_EXTRAIT RETENU_

-.-.-

Extraits pertinents :

[1] Le 10 avril 2015, monsieur Jonathan Desjardins (le travailleur) dépose à la Commission des lésions professionnelles une requête par laquelle il conteste une décision de la Commission de la santé et de la sécurité du travail (la CSST) rendue le 27 mars 2015 à la suite d’une révision administrative.

[6] Le 6 décembre 2016, le Tribunal tient une audience à Gatineau à laquelle assistent le travailleur et son représentant de même que Services Canada Partagés (l’employeur) et son avocate. La procureure de la Commission a avisé le Tribunal qu’elle ne serait pas présente à l’audience. Le représentant du travailleur informe le Tribunal pour la première fois qu’il entend déposer des enregistrements captés par le travailleur lors de quelques rencontres avec sa gestionnaire. Ces enregistrements ont été faits à l’insu de cette dernière. La procureure de l’employeur s’objecte au dépôt de cette preuve. Une nouvelle date d’audience est fixée pour disposer de cette requête incidente et entendre les arguments des représentants.

L'OBJET DE LA CONTESTATION

[9] Dans sa requête incidente, l’employeur formule une objection au dépôt des enregistrements captés par le travailleur lors des rencontres avec sa gestionnaire puisqu’ils ont été obtenus à l’insu de celle-ci.

LES FAITS ET LES MOTIFS RELATIFS À LA REQUÊTE INCIDENTE

[10] Le Tribunal administratif du travail doit déterminer si les enregistrements des propos tenus lors de six rencontres entre le travailleur et sa gestionnaire de même que deux ou trois autres personnes selon les rencontres, sont recevables.

-.-.-

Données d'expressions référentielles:

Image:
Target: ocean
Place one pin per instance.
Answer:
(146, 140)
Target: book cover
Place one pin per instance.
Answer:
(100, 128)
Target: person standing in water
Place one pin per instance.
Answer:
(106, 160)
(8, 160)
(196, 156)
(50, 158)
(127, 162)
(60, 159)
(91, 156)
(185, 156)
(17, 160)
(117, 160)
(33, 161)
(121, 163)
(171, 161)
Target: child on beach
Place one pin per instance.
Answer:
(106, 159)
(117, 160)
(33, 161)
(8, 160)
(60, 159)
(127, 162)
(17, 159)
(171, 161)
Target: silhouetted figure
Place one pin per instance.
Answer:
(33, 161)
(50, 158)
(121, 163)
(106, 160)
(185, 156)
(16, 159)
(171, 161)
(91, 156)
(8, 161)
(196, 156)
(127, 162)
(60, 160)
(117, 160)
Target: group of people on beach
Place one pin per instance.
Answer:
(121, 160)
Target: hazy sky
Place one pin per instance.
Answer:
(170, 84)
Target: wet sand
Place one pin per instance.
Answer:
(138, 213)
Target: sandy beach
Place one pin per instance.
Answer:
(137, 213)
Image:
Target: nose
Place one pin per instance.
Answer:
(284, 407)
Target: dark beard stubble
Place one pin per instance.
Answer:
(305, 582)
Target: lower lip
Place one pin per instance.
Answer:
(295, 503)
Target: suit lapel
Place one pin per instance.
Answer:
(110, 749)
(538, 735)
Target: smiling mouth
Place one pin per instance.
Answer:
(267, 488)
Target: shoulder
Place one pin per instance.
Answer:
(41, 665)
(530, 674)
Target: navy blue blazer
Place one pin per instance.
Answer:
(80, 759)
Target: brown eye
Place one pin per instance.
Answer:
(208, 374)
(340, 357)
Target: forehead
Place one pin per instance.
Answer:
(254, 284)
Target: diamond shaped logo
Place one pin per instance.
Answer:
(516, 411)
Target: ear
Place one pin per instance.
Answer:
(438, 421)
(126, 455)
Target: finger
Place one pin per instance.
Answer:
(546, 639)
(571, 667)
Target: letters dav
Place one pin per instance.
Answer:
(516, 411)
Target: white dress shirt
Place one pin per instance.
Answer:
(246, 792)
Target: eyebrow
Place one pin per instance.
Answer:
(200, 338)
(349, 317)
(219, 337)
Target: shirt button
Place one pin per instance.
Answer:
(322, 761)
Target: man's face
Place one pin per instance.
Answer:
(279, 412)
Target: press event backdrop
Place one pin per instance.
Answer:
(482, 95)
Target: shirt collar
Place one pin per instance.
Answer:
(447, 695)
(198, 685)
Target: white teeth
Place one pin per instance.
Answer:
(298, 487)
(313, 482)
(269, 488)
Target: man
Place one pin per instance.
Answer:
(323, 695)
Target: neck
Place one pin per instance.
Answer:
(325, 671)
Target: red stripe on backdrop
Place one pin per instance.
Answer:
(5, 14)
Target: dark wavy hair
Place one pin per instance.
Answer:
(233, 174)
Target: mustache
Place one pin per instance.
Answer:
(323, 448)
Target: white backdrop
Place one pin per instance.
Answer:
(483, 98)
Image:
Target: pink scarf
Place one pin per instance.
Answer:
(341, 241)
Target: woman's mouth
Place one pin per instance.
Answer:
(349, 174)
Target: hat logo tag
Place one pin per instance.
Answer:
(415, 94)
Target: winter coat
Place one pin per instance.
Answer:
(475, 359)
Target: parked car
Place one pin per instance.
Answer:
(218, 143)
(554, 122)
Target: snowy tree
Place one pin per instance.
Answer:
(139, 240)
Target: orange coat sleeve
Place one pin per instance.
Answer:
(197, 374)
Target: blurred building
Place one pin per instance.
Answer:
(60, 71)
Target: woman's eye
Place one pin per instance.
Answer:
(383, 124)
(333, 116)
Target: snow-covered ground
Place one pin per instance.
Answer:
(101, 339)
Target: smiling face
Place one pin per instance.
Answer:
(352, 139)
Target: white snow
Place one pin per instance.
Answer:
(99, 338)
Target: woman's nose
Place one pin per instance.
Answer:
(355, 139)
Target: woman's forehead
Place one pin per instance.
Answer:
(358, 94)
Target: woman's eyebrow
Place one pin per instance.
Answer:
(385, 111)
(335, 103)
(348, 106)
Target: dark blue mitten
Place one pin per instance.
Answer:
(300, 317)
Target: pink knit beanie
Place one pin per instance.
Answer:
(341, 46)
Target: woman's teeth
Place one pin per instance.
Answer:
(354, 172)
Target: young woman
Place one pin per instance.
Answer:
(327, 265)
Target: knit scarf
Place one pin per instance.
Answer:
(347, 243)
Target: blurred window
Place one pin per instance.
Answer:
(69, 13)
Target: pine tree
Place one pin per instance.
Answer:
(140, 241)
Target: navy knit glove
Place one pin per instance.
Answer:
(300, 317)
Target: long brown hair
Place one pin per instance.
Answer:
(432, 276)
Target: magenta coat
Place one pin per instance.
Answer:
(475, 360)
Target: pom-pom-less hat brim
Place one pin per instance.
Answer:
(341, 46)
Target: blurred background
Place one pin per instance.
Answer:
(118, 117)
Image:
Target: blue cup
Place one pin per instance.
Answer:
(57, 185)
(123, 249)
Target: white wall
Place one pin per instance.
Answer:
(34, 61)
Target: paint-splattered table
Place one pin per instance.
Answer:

-.-.-

_EXERCICE_
Les énoncés suivants concordent-ils avec l'extrait ? Pour chacun, répondez par oui ou non et citez les mots décisifs de l'extrait. (a) L'audience du 6 décembre 2016 se tient à Gatineau. (b) La procureure de la Commission assiste à cette audience. (c) La gestionnaire savait que les rencontres étaient enregistrées. Fondez-vous uniquement sur l'extrait.

_CORRIGÉ_
(a) Oui : « le Tribunal tient une audience à Gatineau ».
(b) Non : « La procureure de la Commission a avisé le Tribunal qu’elle ne serait pas présente à l’audience ».
(c) Non : « Ces enregistrements ont été faits à l’insu de cette dernière ».